> [PASSAGE GIVEN]:
——————

Population (2026-01-01)
- • Total: 449
- • Density: 35.9/km^{2} (93.1/sq mi)
- Time zone: UTC+1 (CET)
- • Summer (DST): UTC+2 (CEST)
- Postal codes: 569 74, 569 92
- Website: www.trpin.cz

= Trpín (Svitavy District) =

Trpín is a municipality and village in Svitavy District in the Pardubice Region of the Czech Republic. It has about 400 inhabitants.

==Administrative division==
Trpín consists of two municipal parts (in brackets population according to the 2021 census):
- Trpín (357)
- Hlásnice (55)

==Etymology==
The name Trpín is derived from the personal name Trpa, meaning "Trpa's (court)".

==Geography==
Trpín is located about 18 km south of Svitavy and 44 km north of Brno. It lies in the Upper Svratka Highlands. The highest point is the hill Panský vrch at 700 m above sea level.

——————

> [RECORDED DATA]:

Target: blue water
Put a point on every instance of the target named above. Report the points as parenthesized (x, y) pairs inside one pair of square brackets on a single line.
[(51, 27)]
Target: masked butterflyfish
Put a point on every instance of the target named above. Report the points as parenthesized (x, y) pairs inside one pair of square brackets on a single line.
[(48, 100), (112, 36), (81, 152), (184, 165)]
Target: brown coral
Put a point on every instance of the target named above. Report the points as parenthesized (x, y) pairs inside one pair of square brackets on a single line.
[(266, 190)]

——————

> [REQUIRED ACTIONS]:
a: From the geography section of the Trpín text, list every place or landform it names.
b: Copy all nine lines of the records word for word, in their original order.
The text and the records have no connection to each other.

> [ANSWERS GIVEN]:
a: Svitavy, Brno, Upper Svratka Highlands, Panský vrch

b:
Target: blue water
Put a point on every instance of the target named above. Report the points as parenthesized (x, y) pairs inside one pair of square brackets on a single line.
[(51, 27)]
Target: masked butterflyfish
Put a point on every instance of the target named above. Report the points as parenthesized (x, y) pairs inside one pair of square brackets on a single line.
[(48, 100), (112, 36), (81, 152), (184, 165)]
Target: brown coral
Put a point on every instance of the target named above. Report the points as parenthesized (x, y) pairs inside one pair of square brackets on a single line.
[(266, 190)]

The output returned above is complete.